---------- Article ----------

Despite these successes, there are still limitations. The technical requirements and restrictive allowlisting of sites limits the user base. Exit nodes are still controlled by a single entity. Establishing an initial connection once the initial setup has been completed can take some minutes. While the current network can support the PoC, it is unlikely that it could sustain hundreds of users while maintaining tolerable latency and throughput. Although the HOPR mixnet provides a high level of privacy to users, the PoC could still theoretically be identified and blocked on the server side under the current setup.

Fixing these limitations will be the focus of this second phase of development.

Second Phase

This GIP covers the continued development of Gnosis VPN to bring it to market, directly continuing the work done in the first phase (covered by GIP-98).

The next iteration of Gnosis VPN moving from PoC through MVP (end of 2025) to version 1 (end of 2026) will require significant architecture updates to HOPRd and the Gnosis VPN product components to deliver unique features.

This phase focuses on four upgrades to Gnosis VPN, each of which has its own deliverables:

  • A) Turn the developer-oriented PoC into an MVP usable by end users.
  • B) Turn the MVP into a market-ready product (version 1).
  • C) Scale the underlying HOPR network to ensure scalability of the Gnosis VPN product.
  • D) Hardening the privacy of all Gnosis VPN product components to build a maximally uncensorable service.

Although these are presented broadly in development order, this is a complex project with many interdependencies and parallel workstreams, and a lot of separate and ongoing research.

We will also spend some time over the next six months improving the usability of the PoC and reducing its restrictions, with the goal of being able to support all HOPR relay node runners with good performance.

A lot of the development work is highly technical, including advanced bespoke cryptography. In order to easily understand each iteration of Gnosis VPN, it may be more intuitive to think in terms of the target user base. Each iteration is targeted towards an expanded set of users, with changing requirements as a result. The different user personas for each version are defined as follows:

  1. The current PoC targets technically capable users who are willing to spend time to set up their own HOPR node and use the Gnosis VPN CLI tool in a shell to configure and start the Gnosis VPN connection. Moreover, these users are willing to stake funds, specifically wxHOPR tokens, on their HOPR node to enter the HOPR network and pay for outgoing VPN traffic. An unrestricted version of the PoC, available within six months, will reduce onboarding time significantly but still be targeted at HOPR node runners.

---------- Given data ----------

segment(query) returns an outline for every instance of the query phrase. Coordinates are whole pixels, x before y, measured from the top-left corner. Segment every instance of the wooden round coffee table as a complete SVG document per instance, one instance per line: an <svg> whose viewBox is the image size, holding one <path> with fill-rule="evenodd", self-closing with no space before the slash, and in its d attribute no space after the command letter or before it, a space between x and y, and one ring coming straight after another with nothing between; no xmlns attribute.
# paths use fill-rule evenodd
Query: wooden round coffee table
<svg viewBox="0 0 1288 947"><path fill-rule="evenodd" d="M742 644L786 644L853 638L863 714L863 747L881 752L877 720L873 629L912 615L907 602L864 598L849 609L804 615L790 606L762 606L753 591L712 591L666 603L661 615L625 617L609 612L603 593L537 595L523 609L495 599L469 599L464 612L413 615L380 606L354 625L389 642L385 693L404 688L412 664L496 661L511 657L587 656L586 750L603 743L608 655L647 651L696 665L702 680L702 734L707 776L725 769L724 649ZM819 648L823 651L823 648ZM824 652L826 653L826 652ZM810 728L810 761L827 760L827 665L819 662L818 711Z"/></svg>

----------

■ **Instructions to follow**: Extend the Gnosis VPN development proposal, beginning right after its final sentence.

■ **Exercise output**:
  2. The MVP (9 months) will lower the technical barrier of entry by integrating the HOPR node into the Gnosis VPN software itself. VPN connections can be started through UI applications. Thus, users are no longer required to enter a shell or set up server-side software. However, users must still stake wxHOPR tokens and need to understand how to acquire those.
  3. The first “stable” release of Gnosis VPN (18 months) will further reduce requirements by eliminating the need to stake wxHOPR thanks to streamlined edge nodes (see deliverable A1i for a definition). Integration with Pay, Metri and Circles v2 will let users easily acquire the small amount of tokens needed to use Gnosis VPN through the app itself. Users are still expected to have some knowledge of the crypto ecosystem.

Towards Uncensorability

Providing an anonymous VPN and an uncensorable VPN are related but distinct challenges. Anonymous means that, as far as possible, no-one should know you are using Gnosis VPN or what you are using it for without you choosing to disclose those facts. Being uncensorable means that no-one should be able to stop you from using the service. Gnosis VPN should be both anonymous and uncensorable.

Anonymity is a difficult problem, but HOPR’s technology is well-equipped to solve it: the HOPR mixnet obscures all user data and metadata, even from participants within the mixnet. There are other places (e.g., onboarding, payments, discoverability of exit nodes) where it is important that mechanism design does not leak metadata of network participants, but care will be taken at every stage to minimise trust assumptions and maintain similar levels of anonymity as provided by the mixnet.

Strong anonymity helps towards censorship resistance (it’s hard to stop things if you can’t see who is doing them), but it is not quite sufficient. There are three places where censorship might occur: between the user and the entry node, within the mixnet, and between the exit node and the requested site / service.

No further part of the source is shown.